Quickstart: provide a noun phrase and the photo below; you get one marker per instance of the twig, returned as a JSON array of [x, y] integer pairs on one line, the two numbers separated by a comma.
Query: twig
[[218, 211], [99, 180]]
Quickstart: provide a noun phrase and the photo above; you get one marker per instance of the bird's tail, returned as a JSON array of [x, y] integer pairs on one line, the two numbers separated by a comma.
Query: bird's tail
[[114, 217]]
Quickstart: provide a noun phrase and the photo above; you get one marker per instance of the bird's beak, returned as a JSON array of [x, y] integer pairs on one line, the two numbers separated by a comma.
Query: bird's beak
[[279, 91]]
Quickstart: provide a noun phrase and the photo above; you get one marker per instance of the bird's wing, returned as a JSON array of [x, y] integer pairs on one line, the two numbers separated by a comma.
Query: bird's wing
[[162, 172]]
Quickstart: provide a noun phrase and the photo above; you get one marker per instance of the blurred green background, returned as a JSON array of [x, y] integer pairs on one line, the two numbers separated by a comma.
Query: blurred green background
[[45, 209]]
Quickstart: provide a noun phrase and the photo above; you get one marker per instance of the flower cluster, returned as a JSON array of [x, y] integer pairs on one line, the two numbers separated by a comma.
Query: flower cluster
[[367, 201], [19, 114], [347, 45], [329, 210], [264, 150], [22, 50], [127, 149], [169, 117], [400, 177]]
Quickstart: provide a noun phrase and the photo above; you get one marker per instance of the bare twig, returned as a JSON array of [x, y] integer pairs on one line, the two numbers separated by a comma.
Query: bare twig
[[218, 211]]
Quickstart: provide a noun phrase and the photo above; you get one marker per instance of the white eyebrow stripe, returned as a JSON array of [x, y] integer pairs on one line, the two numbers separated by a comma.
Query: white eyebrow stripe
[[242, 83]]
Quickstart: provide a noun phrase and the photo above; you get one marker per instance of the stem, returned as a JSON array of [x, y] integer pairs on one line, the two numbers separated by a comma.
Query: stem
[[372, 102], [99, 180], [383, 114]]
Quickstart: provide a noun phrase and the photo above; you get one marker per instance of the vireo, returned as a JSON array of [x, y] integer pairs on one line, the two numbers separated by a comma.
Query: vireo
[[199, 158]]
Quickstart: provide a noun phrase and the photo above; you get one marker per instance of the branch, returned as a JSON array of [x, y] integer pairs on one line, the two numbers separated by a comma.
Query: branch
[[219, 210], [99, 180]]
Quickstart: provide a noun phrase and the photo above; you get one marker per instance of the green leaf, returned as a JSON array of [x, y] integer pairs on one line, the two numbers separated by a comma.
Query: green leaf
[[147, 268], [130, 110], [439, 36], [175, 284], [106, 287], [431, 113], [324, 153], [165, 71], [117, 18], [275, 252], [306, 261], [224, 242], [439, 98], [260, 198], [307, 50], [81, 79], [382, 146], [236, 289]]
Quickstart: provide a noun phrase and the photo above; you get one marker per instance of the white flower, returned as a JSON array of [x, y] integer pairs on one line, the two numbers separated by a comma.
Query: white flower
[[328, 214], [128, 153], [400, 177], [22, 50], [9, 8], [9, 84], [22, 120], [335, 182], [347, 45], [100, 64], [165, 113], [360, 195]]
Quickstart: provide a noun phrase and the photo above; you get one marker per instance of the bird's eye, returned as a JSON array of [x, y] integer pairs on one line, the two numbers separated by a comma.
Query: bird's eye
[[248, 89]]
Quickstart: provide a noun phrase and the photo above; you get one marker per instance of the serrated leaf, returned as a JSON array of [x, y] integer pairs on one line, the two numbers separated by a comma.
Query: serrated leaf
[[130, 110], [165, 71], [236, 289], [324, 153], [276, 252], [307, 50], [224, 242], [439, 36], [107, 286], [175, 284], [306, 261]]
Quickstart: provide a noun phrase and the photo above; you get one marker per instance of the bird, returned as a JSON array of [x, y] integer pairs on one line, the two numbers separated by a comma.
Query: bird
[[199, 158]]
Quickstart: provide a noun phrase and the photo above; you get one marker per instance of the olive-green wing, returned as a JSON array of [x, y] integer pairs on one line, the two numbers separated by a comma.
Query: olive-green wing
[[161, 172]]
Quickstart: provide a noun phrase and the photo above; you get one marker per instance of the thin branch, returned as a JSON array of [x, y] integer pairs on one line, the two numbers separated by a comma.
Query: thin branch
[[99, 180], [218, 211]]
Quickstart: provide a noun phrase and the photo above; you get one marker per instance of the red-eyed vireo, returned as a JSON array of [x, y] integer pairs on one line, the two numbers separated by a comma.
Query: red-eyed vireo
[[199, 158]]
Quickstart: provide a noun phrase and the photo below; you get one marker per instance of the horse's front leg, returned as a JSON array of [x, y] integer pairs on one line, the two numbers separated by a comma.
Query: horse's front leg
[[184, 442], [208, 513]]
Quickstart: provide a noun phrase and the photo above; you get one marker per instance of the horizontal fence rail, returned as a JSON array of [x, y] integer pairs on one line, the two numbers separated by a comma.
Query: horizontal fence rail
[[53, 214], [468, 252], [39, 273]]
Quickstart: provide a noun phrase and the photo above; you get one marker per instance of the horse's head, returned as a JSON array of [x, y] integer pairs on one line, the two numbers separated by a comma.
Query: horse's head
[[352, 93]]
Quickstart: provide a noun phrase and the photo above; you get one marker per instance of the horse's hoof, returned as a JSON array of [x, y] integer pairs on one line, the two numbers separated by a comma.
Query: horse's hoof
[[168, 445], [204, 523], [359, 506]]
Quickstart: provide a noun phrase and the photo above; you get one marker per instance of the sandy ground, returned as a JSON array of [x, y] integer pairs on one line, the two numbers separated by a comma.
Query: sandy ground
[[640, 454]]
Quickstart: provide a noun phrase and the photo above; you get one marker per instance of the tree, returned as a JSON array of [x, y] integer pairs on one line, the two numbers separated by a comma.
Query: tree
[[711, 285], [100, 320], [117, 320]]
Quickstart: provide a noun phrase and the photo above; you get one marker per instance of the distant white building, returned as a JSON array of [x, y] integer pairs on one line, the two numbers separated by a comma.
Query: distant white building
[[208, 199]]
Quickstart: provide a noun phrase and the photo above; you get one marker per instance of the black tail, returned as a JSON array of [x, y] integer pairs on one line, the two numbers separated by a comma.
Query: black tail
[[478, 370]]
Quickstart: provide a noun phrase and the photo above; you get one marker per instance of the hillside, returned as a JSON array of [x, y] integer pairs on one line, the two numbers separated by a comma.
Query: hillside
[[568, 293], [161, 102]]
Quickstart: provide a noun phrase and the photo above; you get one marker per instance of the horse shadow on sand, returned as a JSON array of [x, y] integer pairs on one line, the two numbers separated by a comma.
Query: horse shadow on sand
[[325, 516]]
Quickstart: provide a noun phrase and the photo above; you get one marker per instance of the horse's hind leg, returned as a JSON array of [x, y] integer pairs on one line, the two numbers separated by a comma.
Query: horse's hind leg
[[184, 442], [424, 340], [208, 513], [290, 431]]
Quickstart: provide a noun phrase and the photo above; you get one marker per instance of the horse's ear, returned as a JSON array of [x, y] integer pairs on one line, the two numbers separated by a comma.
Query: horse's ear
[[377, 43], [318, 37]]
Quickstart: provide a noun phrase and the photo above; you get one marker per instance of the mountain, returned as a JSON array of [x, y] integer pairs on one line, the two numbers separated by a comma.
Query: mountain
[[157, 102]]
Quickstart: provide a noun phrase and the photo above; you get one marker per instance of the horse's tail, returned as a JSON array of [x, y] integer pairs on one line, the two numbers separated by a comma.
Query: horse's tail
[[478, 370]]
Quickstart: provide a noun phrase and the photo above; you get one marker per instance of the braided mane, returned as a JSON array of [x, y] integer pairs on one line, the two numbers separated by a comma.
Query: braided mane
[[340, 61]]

What you are asked to do – Rewrite all of the rows above, putting "short label" in place of every "noun phrase" and leaving everything else as it is.

The result –
Quickstart: provide a short label and the photo below; you get one marker per instance of the twig, returned as a JSON array of [x, y] integer pairs on one line, the two numbers separated by a comma.
Query: twig
[[218, 211], [99, 180]]
Quickstart: provide a short label and the photo above; you get one marker per instance of the bird's tail, returned as a JSON array of [x, y] integer pairs on one line, the two numbers separated by a comma.
Query: bird's tail
[[114, 217]]
Quickstart: provide a short label and the photo above; you get one marker per instance of the bird's beak, returned as a JSON array of [x, y] integer pairs on one line, the two numbers separated by a comma.
Query: bird's beak
[[279, 91]]
Quickstart: provide a short label and the photo above; you get one marker per instance of the bird's wing, returned as a JSON array of [x, y] integer pairs on one line, the two numbers separated by a comma.
Query: bird's wing
[[162, 172]]
Quickstart: provide a short label and the photo above; you get one marker per instance of the blurred green background, returned as a JSON array of [x, y] integer pairs on one line, the two numbers separated by a comma.
Query: blurred green background
[[45, 209]]
Quickstart: provide a short label and the photo above; you get one marker per instance of the flower cluster, returned as a JSON array of [x, y] integer pairs on one line, the two numbers separated by a comma.
Query: flower cluster
[[367, 201], [19, 114], [347, 45], [329, 210], [264, 150], [22, 50], [127, 149], [169, 117], [400, 177]]
Quickstart: provide a short label and the photo above; you get one marker per instance of the bare twig, returned as a JSON array of [x, y] integer pairs on one line, the two numbers separated by a comma.
Query: bare twig
[[218, 211]]
Quickstart: provide a short label and the photo above; you get one marker per instance of the white eyebrow stripe, returned as a JSON array of [x, y] integer pairs on one line, the two numbers separated by a comma.
Query: white eyebrow stripe
[[242, 83]]
Quickstart: provide a short label and the photo above; you get one marker per instance of the stem, returned as a JSON array of [x, y] integer pairs on one line, the two numbers separated by a comma.
Query: stem
[[372, 102], [99, 180], [383, 114]]
Quickstart: provide a short label and the photo above; you get one marker per instance of the vireo, returned as a JSON array of [x, y] integer pairs on one line, the two numbers separated by a comma.
Query: vireo
[[199, 158]]
Quickstart: provide a short label and the photo above; you get one marker per instance of the branch, returned as a JSON array of [x, y] integer pairs on one line, the two numbers separated by a comma.
Query: branch
[[219, 210], [99, 180]]
Quickstart: provide a short label and the photo above; you get one marker per instance of the green leaf, returned as a JSON array of [x, y] integer pairs on one line, the two numbers separated by a comma.
Query: green leaf
[[147, 268], [130, 110], [439, 36], [175, 284], [106, 287], [431, 113], [324, 153], [165, 71], [117, 18], [275, 252], [306, 261], [224, 242], [439, 98], [260, 198], [307, 50], [81, 79], [382, 146], [236, 289]]
Quickstart: provide a short label and the photo above; you get one marker per instance of the white flower, returned as a JSON array of [x, y] integer pairs on one line, the two numbers separated by a comma.
Query: white flower
[[328, 214], [128, 153], [400, 177], [22, 50], [9, 8], [9, 84], [22, 120], [335, 182], [347, 45], [100, 64], [165, 113], [360, 195]]
Quickstart: provide a short label and the photo above; you get one marker per instance of the bird's eye, returned as a JSON array of [x, y] integer pairs on one line, the two numbers separated by a comma.
Query: bird's eye
[[248, 89]]
Quickstart: provide a short label and the photo above; you get one marker per instance of the serrated leaf, returned as a JSON array of [x, y] integer pairs on one line, the two numbers separated by a comma.
Query: serrated leaf
[[130, 110], [165, 71], [236, 289], [324, 153], [276, 252], [307, 50], [224, 242], [439, 36], [107, 286], [175, 284], [306, 261]]
Quickstart: provide a short label and the photo above; you get one marker per instance of the bird, returned as a JSON array of [x, y] integer pairs on one line, the two numbers separated by a comma.
Query: bird
[[199, 158]]
Quickstart: provide a short label and the photo above; you get one marker per instance of the olive-green wing, returned as a JSON array of [x, y] integer pairs on one line, the two numbers separated by a comma.
Query: olive-green wing
[[161, 172]]
Quickstart: provide a short label and the photo above; you get one marker per instance of the thin branch, returned as a JSON array of [x, y] integer pairs on one line, the two numbers separated by a comma.
Query: thin branch
[[99, 180], [218, 211]]
Quickstart: provide a short label and the photo above; you get one marker per instance of the red-eyed vireo, returned as a JSON array of [x, y] integer pairs on one line, the two numbers separated by a comma.
Query: red-eyed vireo
[[199, 158]]
Quickstart: provide a short label and the photo below; you get one marker per instance of the horse's front leg, returned as a JSON array of [x, y] integer pairs on one line, the two numbers separated by a comma.
Query: horse's front leg
[[184, 442], [208, 513]]
Quickstart: provide a short label and the photo above; you get one marker per instance of the horizontal fence rail, returned as a JSON array of [x, y] integer pairs on one line, the two numbers separated by a comma.
Query: horizontal fence rail
[[53, 214], [468, 252], [39, 273]]
Quickstart: provide a short label and the photo above; you get one marker per instance of the horse's head, returned as a JSON array of [x, y] integer pairs on one line, the two numbers separated by a comma.
Query: horse's head
[[352, 93]]
Quickstart: provide a short label and the photo above; you get one marker per instance of the horse's hoof, returned as a JSON array of [x, y] integer pairs on one line, the two numbers separated by a comma.
Query: horse's hoof
[[168, 445], [204, 523], [359, 506]]
Quickstart: provide a short label and the photo above; you get one marker per instance of the sandy ground, returned as a JSON array of [x, y] integer pairs on one line, the two numbers separated by a comma.
Query: sandy ground
[[640, 454]]
Quickstart: provide a short label and the photo above; you get one marker per instance of the tree, returned as a JSON array of [x, y] integer pairs on one line, the two numbers separated by a comma.
Query: tree
[[711, 285], [100, 320], [117, 320]]
Quickstart: provide a short label and the photo above; you get one marker per instance of the distant white building, returned as a JSON array of [x, y] integer pairs on one line, the two numbers separated by a comma.
Query: distant white building
[[208, 199]]
Quickstart: provide a short label and the photo above; you get one marker per instance of the black tail, returned as a JSON array of [x, y] integer pairs on one line, the two numbers separated by a comma.
Query: black tail
[[478, 370]]
Quickstart: provide a short label and the photo above; you get one marker per instance of the hillside, returned as a JSON array of [x, y] integer pairs on one line, the two numbers separated by a comma.
Query: hillside
[[568, 293], [161, 102]]
Quickstart: provide a short label and the photo above; you get one marker per instance of the horse shadow on sand, returned as a JSON array of [x, y] integer pairs on one line, the two numbers separated by a comma.
Query: horse shadow on sand
[[325, 516]]
Quickstart: provide a short label and the photo above; you get one marker per instance of the horse's hind leg, returned as a JSON array of [x, y] integer pairs on one line, the two numbers separated by a comma.
Query: horse's hind leg
[[184, 442], [424, 340], [208, 513], [290, 431]]
Quickstart: provide a short label and the photo above; you get one marker per instance of the horse's ear, returned as a JSON array of [x, y] integer pairs on one line, the two numbers separated by a comma.
Query: horse's ear
[[377, 43], [318, 37]]
Quickstart: provide a short label and the photo above; you get one marker per instance of the mountain, returned as a JSON array of [x, y] integer pairs on one line, the two numbers separated by a comma.
Query: mountain
[[157, 102]]
Quickstart: provide a short label and the photo above; you get one marker per instance of the horse's tail, returned as a JSON array of [x, y] integer pairs on one line, the two numbers separated by a comma.
Query: horse's tail
[[478, 370]]
Quickstart: provide a short label and the photo above; you get one marker per instance of the braided mane, returned as a JSON array of [x, y] integer pairs on one line, the two numbers separated by a comma.
Query: braided mane
[[340, 61]]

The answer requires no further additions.